• Extrait du document
Comme si cela ne suffisait pas, cette LPM 2014-2019 de déclin était à peine votée que Bercy s’efforçait de la réduire encore. Il avait alors fallu la menace de démission du ministre et des chefs d’état-major d’armées pour provoquer l’intervention du Président de la République et repousser l’offensive de Bercy. Ce coup d’arrêt n’était que temporaire et il a fallu l’action des frères Kouachi et d’Amédy Coulibaly en janvier 2015, pour voir un léger reflux. L’action spectaculaire de trois salopards avaient ainsi plus d’influence que celle du ministre, des chefs d’état-major et de tous ceux qui alertaient depuis des années sur l’effondrement en cours de nos forces armées. Le Président de la République s’engageait alors à ce que le budget de l’année du ministère de la défense soit intégralement respecté (ce qui démontrait que ce n’était pas forcément le cas) et la LPM était légèrement modifiée. La mesure la plus spectaculaire était la « réduction de la déflation » des effectifs mais pour le reste les modifications de la LPM était faibles (+ 3 % de budget sur cinq ans et pour l’essentiel après 2017).  

 

Si l’hémorragie en hommes et femmes avait alors été enrayée (mais pas terminée), celle des matériels se poursuivait allègrement vers le « big crunch », ce point final de la contraction. On a tellement renâclé à prendre des décisions courageuses qu’on se retrouve désormais avec trois couches d’équipements également coûteux : ces mêmes programmes des années 1980-1990 dont on ne sait plus s’il faut les qualifier de « modernes » et donc on s’aperçoit qu’ils sont également beaucoup plus coûteux à faire fonctionner que leurs prédécesseurs ; les matériels anciens qu’il a fallu maintenir en état plus longtemps que prévu (ravitailleurs, aéronefs de transport, véhicule de combat, etc.) alors qu’ils ne sont plus soutenus par des industriels qui ne les fabriquent plus depuis longtemps ; les nouveaux équipements enfin, comme les sous-marins nucléaires lanceurs d’engin de troisième génération à plusieurs milliards d’euros/pièce, qu’il faudra bien payer dans quelques années.

• Exercice
Citez mot pour mot l'intégralité de l'extrait ci-dessus sur la LPM 2014-2019.

• Données
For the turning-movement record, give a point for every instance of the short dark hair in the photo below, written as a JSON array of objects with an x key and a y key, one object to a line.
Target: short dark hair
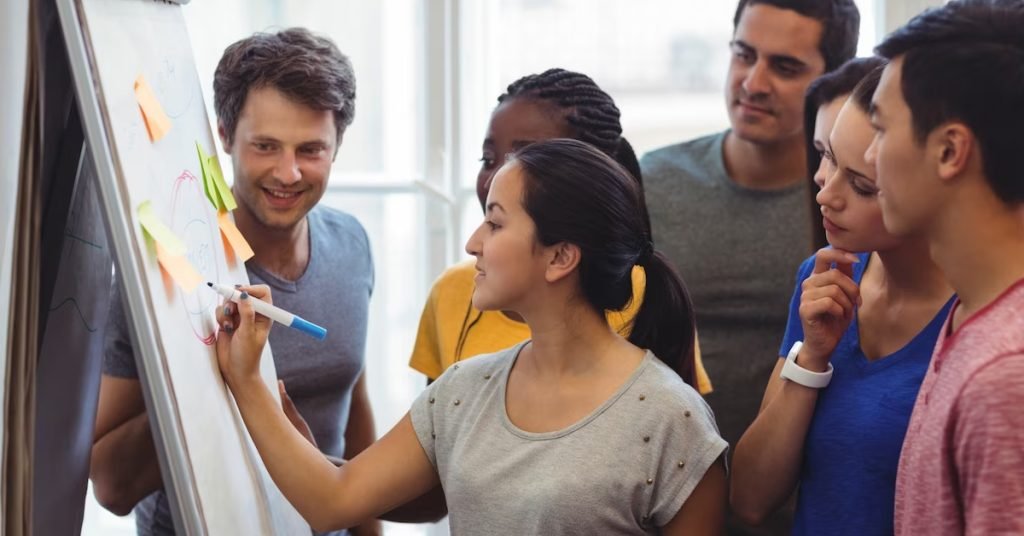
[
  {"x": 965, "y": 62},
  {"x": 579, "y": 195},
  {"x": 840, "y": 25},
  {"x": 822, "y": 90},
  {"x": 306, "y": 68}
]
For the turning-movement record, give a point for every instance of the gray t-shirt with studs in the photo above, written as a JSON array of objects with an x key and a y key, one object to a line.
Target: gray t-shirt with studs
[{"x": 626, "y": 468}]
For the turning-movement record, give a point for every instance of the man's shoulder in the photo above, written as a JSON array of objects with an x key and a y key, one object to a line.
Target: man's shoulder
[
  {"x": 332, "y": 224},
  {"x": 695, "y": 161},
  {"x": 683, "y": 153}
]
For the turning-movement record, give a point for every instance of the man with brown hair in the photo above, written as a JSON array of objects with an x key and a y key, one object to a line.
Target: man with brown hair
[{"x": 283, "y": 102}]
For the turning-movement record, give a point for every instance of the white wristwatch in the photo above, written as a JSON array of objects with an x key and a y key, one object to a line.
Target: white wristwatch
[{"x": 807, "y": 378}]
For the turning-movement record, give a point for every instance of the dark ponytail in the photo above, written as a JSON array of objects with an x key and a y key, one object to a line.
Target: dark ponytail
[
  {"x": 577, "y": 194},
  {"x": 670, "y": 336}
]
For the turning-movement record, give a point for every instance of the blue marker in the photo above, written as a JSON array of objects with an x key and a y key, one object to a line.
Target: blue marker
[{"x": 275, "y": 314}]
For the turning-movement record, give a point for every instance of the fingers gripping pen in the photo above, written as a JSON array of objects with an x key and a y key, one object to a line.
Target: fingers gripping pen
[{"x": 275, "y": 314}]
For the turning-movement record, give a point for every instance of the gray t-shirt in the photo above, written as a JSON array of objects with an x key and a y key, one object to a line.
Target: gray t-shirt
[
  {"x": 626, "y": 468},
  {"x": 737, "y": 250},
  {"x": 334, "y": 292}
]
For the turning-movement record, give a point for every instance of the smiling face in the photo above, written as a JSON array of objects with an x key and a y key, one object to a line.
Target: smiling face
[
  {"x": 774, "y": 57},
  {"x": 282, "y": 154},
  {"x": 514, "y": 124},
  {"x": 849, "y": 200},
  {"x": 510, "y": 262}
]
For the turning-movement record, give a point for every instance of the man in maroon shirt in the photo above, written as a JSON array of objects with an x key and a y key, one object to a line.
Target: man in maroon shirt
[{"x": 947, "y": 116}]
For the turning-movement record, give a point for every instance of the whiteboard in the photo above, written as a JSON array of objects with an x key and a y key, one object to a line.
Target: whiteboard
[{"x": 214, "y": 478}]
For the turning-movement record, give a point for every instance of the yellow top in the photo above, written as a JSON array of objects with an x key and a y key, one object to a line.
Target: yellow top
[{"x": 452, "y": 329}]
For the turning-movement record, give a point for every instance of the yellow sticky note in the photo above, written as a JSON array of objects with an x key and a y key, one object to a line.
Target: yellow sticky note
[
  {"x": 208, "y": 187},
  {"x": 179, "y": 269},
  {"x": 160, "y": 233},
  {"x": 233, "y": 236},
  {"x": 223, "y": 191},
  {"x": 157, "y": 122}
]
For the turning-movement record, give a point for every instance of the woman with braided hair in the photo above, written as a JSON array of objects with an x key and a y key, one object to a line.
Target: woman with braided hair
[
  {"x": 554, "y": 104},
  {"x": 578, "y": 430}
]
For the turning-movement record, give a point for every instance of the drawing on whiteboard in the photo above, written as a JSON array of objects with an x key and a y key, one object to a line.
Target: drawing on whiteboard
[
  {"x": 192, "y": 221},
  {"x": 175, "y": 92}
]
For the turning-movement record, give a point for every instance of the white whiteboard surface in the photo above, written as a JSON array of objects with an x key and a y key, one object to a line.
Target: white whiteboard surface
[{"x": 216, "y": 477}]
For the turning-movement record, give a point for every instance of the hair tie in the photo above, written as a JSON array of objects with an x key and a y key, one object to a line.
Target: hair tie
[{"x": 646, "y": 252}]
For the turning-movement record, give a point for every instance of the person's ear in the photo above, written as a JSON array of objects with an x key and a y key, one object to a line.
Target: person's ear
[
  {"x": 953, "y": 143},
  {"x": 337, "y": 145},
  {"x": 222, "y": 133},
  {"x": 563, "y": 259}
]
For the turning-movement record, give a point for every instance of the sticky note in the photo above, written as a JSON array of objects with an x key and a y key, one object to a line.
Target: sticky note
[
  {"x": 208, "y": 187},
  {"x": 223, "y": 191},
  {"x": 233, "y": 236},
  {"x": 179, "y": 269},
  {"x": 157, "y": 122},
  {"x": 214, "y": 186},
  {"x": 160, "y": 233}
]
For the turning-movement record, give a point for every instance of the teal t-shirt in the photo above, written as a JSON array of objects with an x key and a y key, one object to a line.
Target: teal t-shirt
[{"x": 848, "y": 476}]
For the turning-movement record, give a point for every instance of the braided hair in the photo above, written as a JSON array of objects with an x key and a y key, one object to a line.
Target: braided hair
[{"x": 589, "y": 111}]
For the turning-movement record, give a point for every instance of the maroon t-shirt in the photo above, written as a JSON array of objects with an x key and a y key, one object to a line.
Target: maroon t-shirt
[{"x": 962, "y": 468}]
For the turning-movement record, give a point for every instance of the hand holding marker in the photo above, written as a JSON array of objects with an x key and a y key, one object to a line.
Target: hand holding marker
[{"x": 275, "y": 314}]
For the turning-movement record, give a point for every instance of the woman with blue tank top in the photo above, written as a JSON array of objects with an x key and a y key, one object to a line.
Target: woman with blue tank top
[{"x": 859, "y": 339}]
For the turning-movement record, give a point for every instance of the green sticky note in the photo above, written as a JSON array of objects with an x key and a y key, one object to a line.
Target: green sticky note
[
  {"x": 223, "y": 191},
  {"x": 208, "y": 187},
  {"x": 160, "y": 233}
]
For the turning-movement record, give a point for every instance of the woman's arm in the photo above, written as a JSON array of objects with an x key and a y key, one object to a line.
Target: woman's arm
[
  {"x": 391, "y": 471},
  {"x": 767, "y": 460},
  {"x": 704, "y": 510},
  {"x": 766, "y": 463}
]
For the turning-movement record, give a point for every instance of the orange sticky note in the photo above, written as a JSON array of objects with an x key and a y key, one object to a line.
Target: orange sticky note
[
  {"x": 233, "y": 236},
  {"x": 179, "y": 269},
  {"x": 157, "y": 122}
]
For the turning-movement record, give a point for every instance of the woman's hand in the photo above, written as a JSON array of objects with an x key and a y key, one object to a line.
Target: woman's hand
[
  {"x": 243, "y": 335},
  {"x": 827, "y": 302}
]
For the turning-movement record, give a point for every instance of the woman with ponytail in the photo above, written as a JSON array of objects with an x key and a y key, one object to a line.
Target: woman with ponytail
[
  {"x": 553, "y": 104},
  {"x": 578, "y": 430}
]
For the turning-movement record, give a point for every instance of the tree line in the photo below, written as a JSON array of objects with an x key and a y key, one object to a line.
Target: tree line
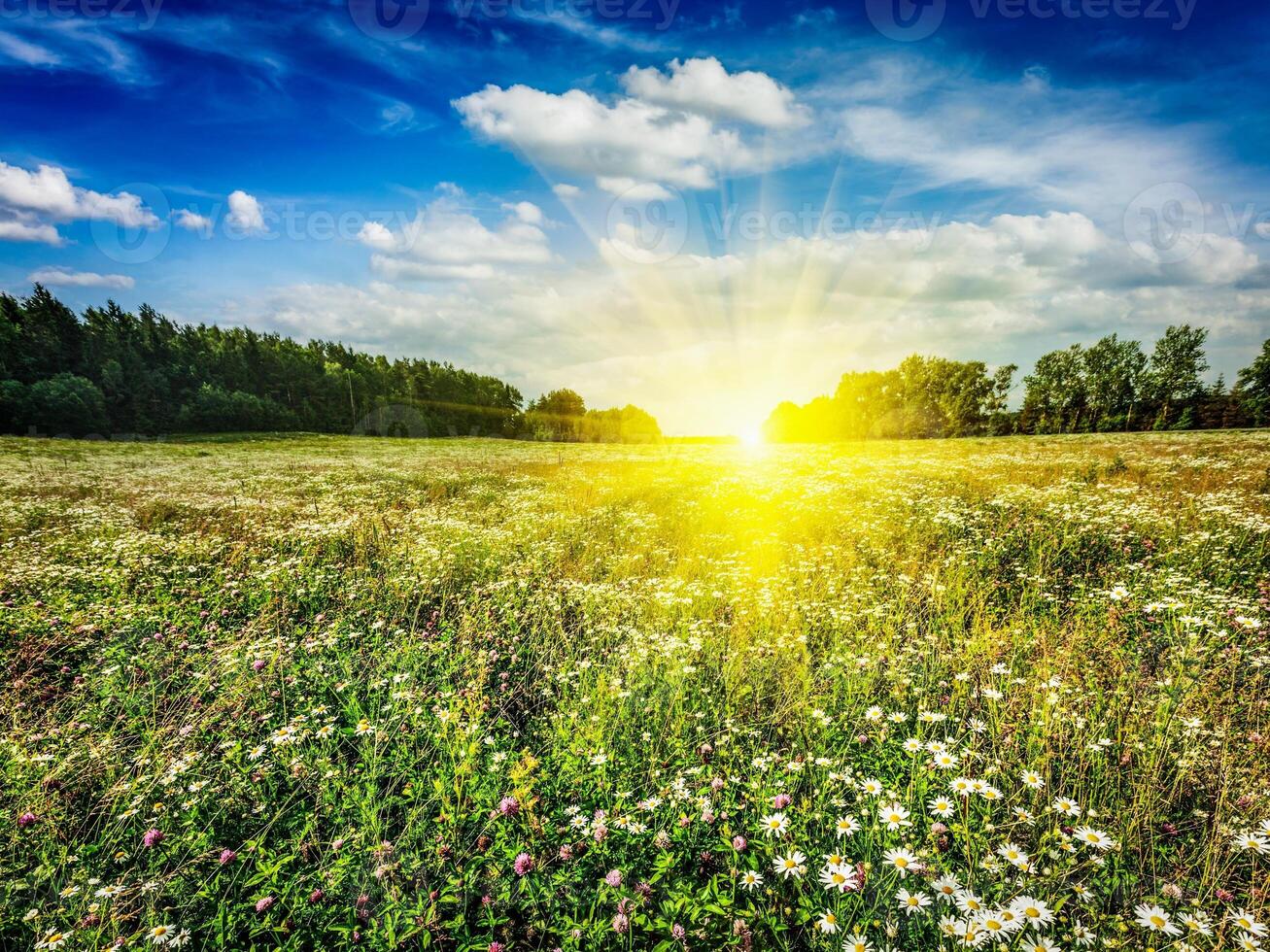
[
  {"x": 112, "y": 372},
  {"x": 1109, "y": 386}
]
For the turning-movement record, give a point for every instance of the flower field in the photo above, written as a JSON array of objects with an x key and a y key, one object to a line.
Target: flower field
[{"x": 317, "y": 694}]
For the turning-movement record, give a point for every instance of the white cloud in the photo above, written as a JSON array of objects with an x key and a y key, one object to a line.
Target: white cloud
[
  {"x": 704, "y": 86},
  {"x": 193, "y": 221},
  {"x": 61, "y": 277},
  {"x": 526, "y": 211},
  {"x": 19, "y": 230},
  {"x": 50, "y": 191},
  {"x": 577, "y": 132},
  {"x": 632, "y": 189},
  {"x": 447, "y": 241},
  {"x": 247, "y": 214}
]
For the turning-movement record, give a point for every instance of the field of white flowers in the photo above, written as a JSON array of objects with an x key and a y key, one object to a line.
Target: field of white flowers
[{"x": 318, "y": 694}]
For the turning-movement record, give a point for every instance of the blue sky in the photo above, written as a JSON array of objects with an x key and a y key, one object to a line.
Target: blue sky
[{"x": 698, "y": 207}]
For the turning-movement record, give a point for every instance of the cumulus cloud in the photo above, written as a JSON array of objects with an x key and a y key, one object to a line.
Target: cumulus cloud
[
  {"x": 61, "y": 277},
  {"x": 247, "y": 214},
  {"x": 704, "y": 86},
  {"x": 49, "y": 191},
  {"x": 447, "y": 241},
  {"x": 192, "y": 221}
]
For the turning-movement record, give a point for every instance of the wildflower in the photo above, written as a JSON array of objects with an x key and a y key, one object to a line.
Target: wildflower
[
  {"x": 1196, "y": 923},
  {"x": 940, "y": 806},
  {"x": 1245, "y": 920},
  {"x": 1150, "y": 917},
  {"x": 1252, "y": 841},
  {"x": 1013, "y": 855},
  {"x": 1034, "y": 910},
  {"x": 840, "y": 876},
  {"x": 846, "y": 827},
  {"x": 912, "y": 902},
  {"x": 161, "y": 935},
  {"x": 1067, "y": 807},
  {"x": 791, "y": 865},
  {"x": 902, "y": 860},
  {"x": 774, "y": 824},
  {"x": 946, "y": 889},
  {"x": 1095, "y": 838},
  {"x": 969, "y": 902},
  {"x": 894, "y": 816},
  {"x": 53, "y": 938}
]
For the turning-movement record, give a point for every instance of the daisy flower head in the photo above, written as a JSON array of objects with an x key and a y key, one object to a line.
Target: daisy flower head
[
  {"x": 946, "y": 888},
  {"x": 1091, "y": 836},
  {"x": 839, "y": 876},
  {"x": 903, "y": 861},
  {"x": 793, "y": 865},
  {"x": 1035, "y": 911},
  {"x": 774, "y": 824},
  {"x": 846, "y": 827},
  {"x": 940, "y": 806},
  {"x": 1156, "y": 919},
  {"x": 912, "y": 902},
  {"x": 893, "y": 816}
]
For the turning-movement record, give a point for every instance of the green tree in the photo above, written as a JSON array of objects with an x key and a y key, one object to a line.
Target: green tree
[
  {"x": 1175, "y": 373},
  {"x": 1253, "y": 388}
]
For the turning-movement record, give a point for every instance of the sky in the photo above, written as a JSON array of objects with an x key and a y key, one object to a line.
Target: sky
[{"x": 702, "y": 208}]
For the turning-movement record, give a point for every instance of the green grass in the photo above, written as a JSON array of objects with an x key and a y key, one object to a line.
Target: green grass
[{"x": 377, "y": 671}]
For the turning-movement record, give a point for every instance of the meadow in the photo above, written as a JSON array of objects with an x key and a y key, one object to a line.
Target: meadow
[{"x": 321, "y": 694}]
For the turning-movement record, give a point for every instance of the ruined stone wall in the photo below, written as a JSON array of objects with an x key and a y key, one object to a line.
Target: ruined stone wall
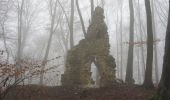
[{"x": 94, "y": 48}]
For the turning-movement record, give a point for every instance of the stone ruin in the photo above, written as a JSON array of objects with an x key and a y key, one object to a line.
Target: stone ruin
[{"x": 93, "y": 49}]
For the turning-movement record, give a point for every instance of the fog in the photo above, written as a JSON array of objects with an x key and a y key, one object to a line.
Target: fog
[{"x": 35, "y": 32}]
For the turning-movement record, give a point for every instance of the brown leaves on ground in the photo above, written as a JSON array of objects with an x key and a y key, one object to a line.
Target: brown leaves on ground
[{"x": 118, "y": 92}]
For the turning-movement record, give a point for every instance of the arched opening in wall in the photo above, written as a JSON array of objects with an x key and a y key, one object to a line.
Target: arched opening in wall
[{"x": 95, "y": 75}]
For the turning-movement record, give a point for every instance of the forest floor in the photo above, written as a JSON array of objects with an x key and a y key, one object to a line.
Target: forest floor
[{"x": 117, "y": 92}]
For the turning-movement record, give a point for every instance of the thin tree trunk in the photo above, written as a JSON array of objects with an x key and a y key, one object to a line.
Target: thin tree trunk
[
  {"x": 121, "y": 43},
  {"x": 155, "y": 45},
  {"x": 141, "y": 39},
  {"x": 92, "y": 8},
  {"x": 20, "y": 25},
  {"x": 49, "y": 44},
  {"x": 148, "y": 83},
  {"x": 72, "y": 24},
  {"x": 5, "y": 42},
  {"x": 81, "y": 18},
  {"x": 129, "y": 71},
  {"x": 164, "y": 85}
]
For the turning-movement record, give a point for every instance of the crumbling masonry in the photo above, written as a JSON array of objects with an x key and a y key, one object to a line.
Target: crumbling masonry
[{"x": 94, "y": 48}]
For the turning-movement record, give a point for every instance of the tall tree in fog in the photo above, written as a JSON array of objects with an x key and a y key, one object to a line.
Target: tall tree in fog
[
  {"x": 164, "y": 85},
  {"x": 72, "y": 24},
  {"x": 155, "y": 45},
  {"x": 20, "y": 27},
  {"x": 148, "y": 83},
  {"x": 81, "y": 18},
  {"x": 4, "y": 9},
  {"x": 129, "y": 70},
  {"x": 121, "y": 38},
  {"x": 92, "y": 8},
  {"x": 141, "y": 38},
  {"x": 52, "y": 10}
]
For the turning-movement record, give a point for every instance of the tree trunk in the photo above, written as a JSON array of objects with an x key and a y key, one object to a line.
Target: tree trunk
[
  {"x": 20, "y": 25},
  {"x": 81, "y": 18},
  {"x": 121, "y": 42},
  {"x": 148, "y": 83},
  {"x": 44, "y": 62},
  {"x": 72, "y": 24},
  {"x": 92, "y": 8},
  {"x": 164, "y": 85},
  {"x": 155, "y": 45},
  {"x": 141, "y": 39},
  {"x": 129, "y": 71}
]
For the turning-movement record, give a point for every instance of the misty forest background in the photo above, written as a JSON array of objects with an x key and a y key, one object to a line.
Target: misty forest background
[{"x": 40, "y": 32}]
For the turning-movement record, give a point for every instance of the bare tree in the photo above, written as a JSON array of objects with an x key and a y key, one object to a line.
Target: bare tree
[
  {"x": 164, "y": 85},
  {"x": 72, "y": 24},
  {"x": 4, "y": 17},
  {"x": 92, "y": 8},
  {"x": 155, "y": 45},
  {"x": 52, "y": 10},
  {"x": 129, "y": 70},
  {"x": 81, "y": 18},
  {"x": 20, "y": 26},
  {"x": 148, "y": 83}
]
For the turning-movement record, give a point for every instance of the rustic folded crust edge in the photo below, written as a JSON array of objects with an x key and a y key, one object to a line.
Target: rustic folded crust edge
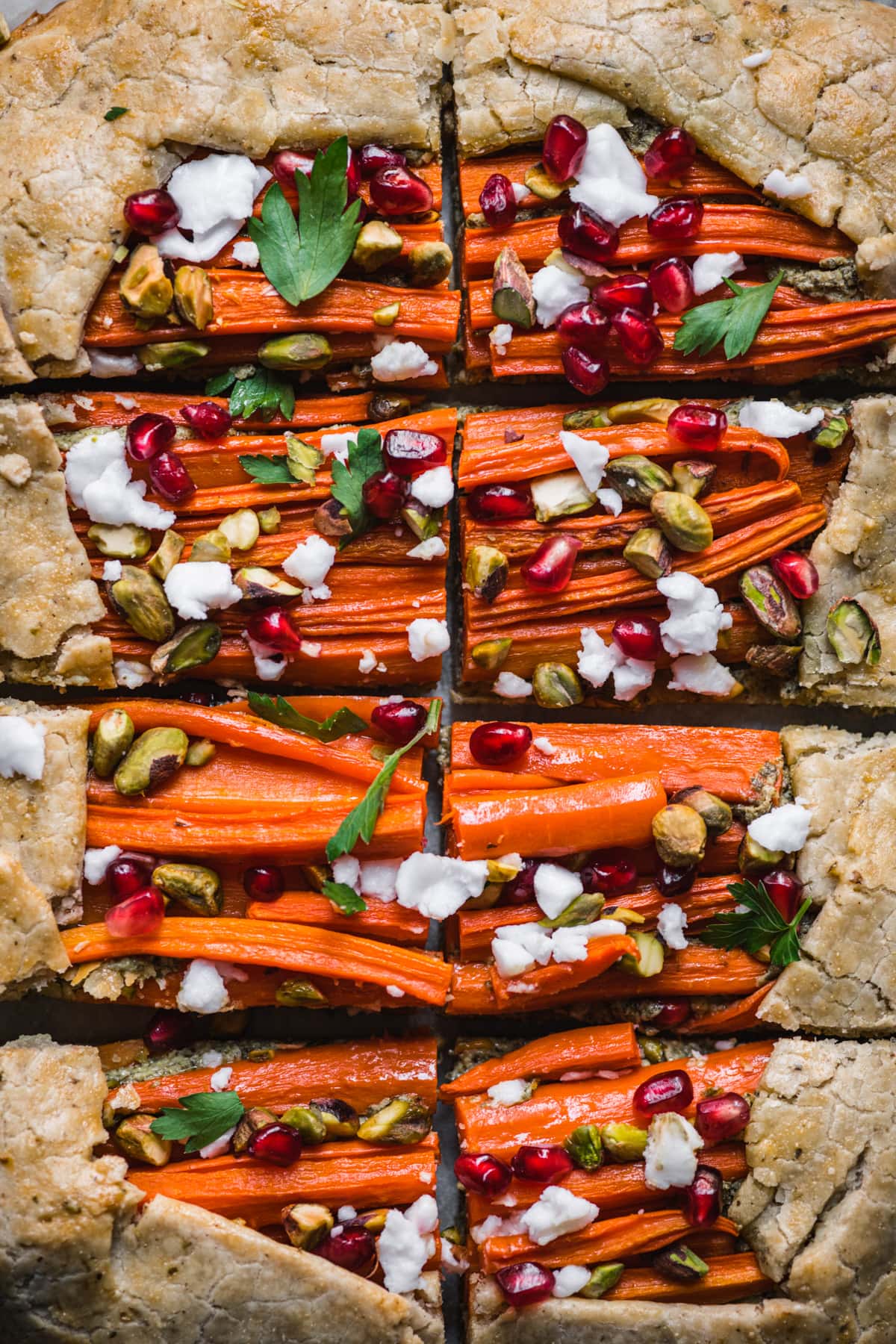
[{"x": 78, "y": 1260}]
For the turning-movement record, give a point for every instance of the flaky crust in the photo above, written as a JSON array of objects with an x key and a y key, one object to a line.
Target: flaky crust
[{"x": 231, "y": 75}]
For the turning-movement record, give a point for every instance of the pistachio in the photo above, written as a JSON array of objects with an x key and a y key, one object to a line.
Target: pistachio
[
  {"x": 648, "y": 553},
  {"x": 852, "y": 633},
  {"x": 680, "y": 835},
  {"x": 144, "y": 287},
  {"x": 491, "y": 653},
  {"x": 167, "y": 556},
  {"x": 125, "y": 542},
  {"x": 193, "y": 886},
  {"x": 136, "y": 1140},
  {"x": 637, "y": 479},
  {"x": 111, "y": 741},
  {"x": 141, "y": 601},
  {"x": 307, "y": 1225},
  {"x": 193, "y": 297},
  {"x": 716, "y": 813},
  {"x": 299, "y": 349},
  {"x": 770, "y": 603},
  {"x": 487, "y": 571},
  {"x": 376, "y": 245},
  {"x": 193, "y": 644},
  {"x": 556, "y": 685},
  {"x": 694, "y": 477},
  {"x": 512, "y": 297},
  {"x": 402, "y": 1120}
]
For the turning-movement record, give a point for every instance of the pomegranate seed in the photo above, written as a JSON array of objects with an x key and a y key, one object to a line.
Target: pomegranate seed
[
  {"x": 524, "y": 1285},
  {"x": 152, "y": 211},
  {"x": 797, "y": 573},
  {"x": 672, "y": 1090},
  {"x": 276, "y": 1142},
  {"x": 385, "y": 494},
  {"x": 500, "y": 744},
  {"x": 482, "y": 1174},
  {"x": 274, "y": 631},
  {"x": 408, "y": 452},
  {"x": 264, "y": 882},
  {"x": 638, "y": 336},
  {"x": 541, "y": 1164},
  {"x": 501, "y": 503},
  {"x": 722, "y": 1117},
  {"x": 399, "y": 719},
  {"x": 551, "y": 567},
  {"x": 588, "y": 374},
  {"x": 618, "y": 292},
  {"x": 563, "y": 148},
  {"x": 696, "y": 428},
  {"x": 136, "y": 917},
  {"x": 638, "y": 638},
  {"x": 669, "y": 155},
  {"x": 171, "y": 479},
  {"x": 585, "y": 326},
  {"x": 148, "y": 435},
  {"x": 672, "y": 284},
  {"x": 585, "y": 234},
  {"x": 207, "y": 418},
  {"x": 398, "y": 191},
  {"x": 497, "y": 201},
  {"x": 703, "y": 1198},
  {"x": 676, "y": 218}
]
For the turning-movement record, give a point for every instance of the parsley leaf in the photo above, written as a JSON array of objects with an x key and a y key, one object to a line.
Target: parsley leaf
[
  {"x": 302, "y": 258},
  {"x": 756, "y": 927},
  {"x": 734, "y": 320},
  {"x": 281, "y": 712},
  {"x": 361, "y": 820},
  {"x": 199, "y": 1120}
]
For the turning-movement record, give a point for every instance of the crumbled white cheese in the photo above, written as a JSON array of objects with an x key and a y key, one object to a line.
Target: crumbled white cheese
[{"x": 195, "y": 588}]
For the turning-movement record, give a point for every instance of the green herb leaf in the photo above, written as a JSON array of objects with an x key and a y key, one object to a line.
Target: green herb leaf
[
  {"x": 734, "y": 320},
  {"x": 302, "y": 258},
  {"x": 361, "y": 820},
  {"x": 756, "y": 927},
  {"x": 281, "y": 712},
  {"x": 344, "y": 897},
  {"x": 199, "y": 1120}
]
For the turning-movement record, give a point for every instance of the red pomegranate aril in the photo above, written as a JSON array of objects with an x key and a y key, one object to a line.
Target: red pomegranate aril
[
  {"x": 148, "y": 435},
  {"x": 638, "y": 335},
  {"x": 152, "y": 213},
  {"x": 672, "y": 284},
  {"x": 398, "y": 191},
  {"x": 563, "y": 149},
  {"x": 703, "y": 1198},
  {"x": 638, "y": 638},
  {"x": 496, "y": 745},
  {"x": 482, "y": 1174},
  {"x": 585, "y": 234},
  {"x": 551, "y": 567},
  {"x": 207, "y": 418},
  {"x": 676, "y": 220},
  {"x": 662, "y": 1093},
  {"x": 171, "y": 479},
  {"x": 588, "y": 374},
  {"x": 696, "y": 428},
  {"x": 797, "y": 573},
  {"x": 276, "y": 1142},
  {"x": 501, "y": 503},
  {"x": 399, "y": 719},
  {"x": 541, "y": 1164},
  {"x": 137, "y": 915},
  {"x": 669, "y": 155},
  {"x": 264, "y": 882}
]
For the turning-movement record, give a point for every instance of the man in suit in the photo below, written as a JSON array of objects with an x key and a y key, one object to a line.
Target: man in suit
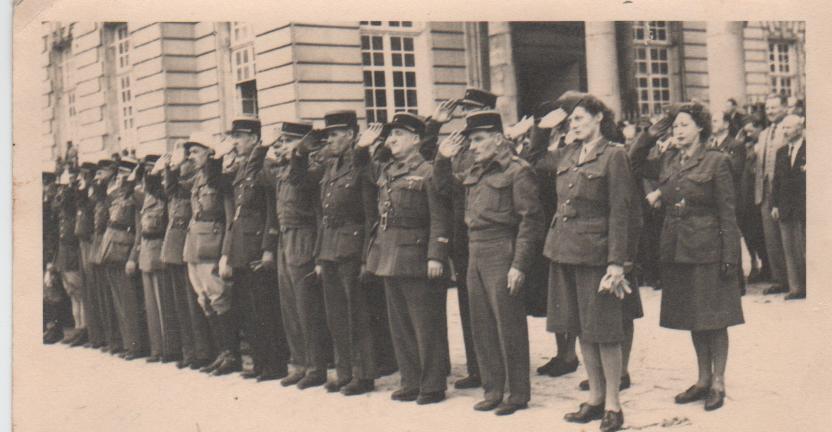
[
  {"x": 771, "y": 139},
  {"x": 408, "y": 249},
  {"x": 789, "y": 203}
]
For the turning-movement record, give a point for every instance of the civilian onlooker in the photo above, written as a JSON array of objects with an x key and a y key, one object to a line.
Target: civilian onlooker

• Réponse
Comme si cela ne suffisait pas, cette LPM 2014-2019 de déclin était à peine votée que Bercy s’efforçait de la réduire encore. Il avait alors fallu la menace de démission du ministre et des chefs d’état-major d’armées pour provoquer l’intervention du Président de la République et repousser l’offensive de Bercy. Ce coup d’arrêt n’était que temporaire et il a fallu l’action des frères Kouachi et d’Amédy Coulibaly en janvier 2015, pour voir un léger reflux. L’action spectaculaire de trois salopards avaient ainsi plus d’influence que celle du ministre, des chefs d’état-major et de tous ceux qui alertaient depuis des années sur l’effondrement en cours de nos forces armées. Le Président de la République s’engageait alors à ce que le budget de l’année du ministère de la défense soit intégralement respecté (ce qui démontrait que ce n’était pas forcément le cas) et la LPM était légèrement modifiée. La mesure la plus spectaculaire était la « réduction de la déflation » des effectifs mais pour le reste les modifications de la LPM était faibles (+ 3 % de budget sur cinq ans et pour l’essentiel après 2017).  

 

Si l’hémorragie en hommes et femmes avait alors été enrayée (mais pas terminée), celle des matériels se poursuivait allègrement vers le « big crunch », ce point final de la contraction. On a tellement renâclé à prendre des décisions courageuses qu’on se retrouve désormais avec trois couches d’équipements également coûteux : ces mêmes programmes des années 1980-1990 dont on ne sait plus s’il faut les qualifier de « modernes » et donc on s’aperçoit qu’ils sont également beaucoup plus coûteux à faire fonctionner que leurs prédécesseurs ; les matériels anciens qu’il a fallu maintenir en état plus longtemps que prévu (ravitailleurs, aéronefs de transport, véhicule de combat, etc.) alors qu’ils ne sont plus soutenus par des industriels qui ne les fabriquent plus depuis longtemps ; les nouveaux équipements enfin, comme les sous-marins nucléaires lanceurs d’engin de troisième génération à plusieurs milliards d’euros/pièce, qu’il faudra bien payer dans quelques années.